<<<<

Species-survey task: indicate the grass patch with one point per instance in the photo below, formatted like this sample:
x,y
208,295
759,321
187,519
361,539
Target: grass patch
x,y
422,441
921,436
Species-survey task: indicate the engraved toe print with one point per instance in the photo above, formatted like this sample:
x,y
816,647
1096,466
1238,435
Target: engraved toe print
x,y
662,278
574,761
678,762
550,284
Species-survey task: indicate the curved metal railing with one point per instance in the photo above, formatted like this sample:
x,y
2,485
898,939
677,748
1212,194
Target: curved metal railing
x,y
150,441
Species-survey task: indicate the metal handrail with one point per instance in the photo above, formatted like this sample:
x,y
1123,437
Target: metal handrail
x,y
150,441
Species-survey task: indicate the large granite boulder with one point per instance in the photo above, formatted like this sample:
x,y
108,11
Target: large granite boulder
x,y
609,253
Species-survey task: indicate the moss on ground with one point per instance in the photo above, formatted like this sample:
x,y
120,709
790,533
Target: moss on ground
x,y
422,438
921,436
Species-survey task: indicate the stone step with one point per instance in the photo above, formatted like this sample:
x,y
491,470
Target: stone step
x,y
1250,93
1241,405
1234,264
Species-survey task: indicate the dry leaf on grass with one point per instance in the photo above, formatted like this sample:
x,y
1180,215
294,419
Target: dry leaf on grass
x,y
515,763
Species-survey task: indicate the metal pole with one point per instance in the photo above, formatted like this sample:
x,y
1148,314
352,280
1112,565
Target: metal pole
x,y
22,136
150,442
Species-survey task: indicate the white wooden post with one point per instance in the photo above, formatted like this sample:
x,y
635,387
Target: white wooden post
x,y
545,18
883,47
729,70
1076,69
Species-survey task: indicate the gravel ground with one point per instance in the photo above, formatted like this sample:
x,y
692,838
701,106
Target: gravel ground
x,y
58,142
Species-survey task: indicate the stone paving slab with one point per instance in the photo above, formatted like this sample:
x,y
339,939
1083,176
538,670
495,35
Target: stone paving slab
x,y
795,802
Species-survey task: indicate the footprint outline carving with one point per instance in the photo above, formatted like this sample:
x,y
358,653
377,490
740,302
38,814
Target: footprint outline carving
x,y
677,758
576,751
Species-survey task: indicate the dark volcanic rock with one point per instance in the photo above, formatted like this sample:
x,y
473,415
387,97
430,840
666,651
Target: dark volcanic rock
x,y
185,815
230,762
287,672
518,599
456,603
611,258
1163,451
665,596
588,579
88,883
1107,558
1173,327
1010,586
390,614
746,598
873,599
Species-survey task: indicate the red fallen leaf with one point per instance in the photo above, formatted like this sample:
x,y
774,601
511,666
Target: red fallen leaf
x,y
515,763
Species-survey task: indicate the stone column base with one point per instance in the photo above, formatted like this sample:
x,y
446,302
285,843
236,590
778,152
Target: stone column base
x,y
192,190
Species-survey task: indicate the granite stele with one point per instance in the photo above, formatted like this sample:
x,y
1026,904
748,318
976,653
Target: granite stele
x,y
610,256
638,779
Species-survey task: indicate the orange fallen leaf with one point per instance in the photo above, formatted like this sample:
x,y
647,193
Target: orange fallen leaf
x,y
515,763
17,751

>>>>

作業の目的: 上の資料を最初の行から最後の行まで、一字一句変えずに繰り返してもらえますか。

最終回答:
Species-survey task: indicate the grass patch with one point per instance in the photo below, formatted like this sample:
x,y
208,295
759,321
187,519
361,539
Target: grass patch
x,y
422,441
921,436
Species-survey task: indicate the engraved toe print with one point per instance in the photo above, formatted like this sample:
x,y
816,647
1096,466
1238,435
Target: engraved toe print
x,y
662,278
574,761
678,762
550,284
Species-survey task: indicate the curved metal railing with one point per instance in the photo above, formatted like this sample:
x,y
2,485
898,939
677,748
1212,194
Target: curved metal railing
x,y
150,441
Species-survey task: indicate the metal handrail with one point per instance in the photo above, formatted like this sample:
x,y
1123,437
Target: metal handrail
x,y
150,441
Species-survey task: indicate the large granite boulder with one point per instance in the photo above, formatted like this sample:
x,y
108,11
Target: large granite boulder
x,y
609,253
Species-survey task: indicate the moss on ground with one point per instance in the photo above, formatted like this sample:
x,y
120,709
790,533
Target: moss on ground
x,y
422,438
921,436
Species-survey task: indicate the stone step with one point per instance in the photo above, formatted like this sample:
x,y
491,470
Target: stone step
x,y
1250,93
1241,405
1234,264
Species-survey task: indicate the dry leaf on grass with one point per instance in the photo above, formatted like this sample:
x,y
1180,215
294,419
Target: dry leaf on grass
x,y
515,763
Species-survey task: indicate the metal pole with one point per instance in the photo above, formatted like this sample:
x,y
1148,314
352,280
1112,565
Target: metal pole
x,y
22,136
150,442
Species-survey task: indicate the white wooden post with one point per instance in the photo above, formatted like this sample:
x,y
635,387
Target: white wooden post
x,y
545,18
883,47
729,70
1076,69
Species-survey task: indicate the gravel ground with one point per instance in the photo above, formatted like this sample:
x,y
692,838
701,106
Target: gravel ground
x,y
58,142
Species-survey task: indicate the stone paving slab with one point per instance in the photo above, formatted like this sample:
x,y
339,939
1083,176
538,670
495,35
Target: stone paving slab
x,y
795,802
Species-survey task: indicate the footprint outline carving with one point per instance in the photo above, formatted like this sample:
x,y
358,653
377,490
740,302
38,814
Target: footprint outline carving
x,y
677,758
576,751
Species-survey task: indicate the dark volcanic rock with one point per instance in the photo above, formatted like this sample:
x,y
473,415
387,97
430,840
666,651
Target: dark volcanic rock
x,y
185,815
230,762
287,672
518,599
456,603
611,258
1163,451
665,596
588,579
88,883
1107,558
1173,327
1010,586
390,614
746,598
873,599
Species-survey task: indicate the red fallen leaf with one point per instance in the photo above, formatted like this sample:
x,y
774,601
511,666
Target: red fallen leaf
x,y
515,763
Species-survey task: indicate the stone column base with one point per instance in the photo above, formatted like this sample:
x,y
446,302
285,843
236,590
778,152
Target: stone column base
x,y
192,190
Species-survey task: indicate the granite stele with one point per instance in the photo above, formatted like this sample:
x,y
1026,904
748,318
976,653
Target: granite stele
x,y
610,256
638,779
Species-survey task: indicate the orange fallen leaf with one point per instance in the photo above, formatted like this sample:
x,y
647,193
Target: orange fallen leaf
x,y
515,763
17,751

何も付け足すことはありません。